#### TASK A:
From the blog post below, list every food and drink item taken down to the beach for the tea party.
#### TASK B:
In the blog post below, how many lanes of highway did the tea party tray have to cross to reach the beach?
#### TASK C:
Repeat the blog post's text between "Every plastic container" and "am on my way.", inclusive.

#### PASSAGE:
------------------------

Every plastic container that comes into my home is now going to have at least one more use. Bubble wrap will still be employed but our office shreddings will now be part of the bubble wrap replacement in nice little recycled paper pillows. 


I have raided a few stores that sell imported Asian products and garnered some little packaging boxes that were being scrapped so my  packaging efforts are coming along. Negotiating the marketing network may take time but I am on my way.


Please take a look at my shop and share it with anyone you know. If you have success stories with etsy that you can share I am a willing student.







Monday 10 March 2014

Mrs Teapot and International Womens Day



This week I attended a memorial service for an old family friend. It was well attended and full of joy and praise for a woman who had connected with hundreds of lives over an 80 year lifetime. Her last years were difficult as are the last years of many older people, but she had put enough scores on the board in her previous years to more than compensate. She was the ultimate multi tasker, mad as a hatter, trying to improve the world according to her laws of justice based on fighting for the underdog and fearless in her opposition to exploitation whenever she saw it.
In my mind she has been Mrs Teapot for many years, because hospitality and connection to people came ahead of business always. Hospitality included carrying a tray of china for a tea party down through ti tree scrub and across 4 lanes of highway to the beach complete with tablecloth or doilies for her guests who visited in the summertime. If it took 2 or 3 trips to get everything down to the beach, she just did it, scones, butter, cream, milk and sugar and cordial for the children and all with joyful satisfaction in being able to provide the best hospitality. Her endless energy just kept everybody else around her moving too.

------------------------

#### SUPPLIED DATA:
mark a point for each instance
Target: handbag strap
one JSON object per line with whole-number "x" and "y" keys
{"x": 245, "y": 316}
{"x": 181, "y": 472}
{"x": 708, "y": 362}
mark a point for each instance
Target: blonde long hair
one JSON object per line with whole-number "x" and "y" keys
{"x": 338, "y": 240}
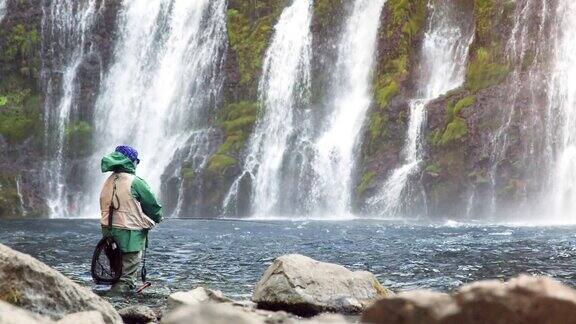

------------------------

#### ANSWER AREA A:
scones, butter, cream, milk, sugar, cordial

#### ANSWER AREA B:
Four lanes.

#### ANSWER AREA C:
Every plastic container that comes into my home is now going to have at least one more use. Bubble wrap will still be employed but our office shreddings will now be part of the bubble wrap replacement in nice little recycled paper pillows. 


I have raided a few stores that sell imported Asian products and garnered some little packaging boxes that were being scrapped so my  packaging efforts are coming along. Negotiating the marketing network may take time but I am on my way.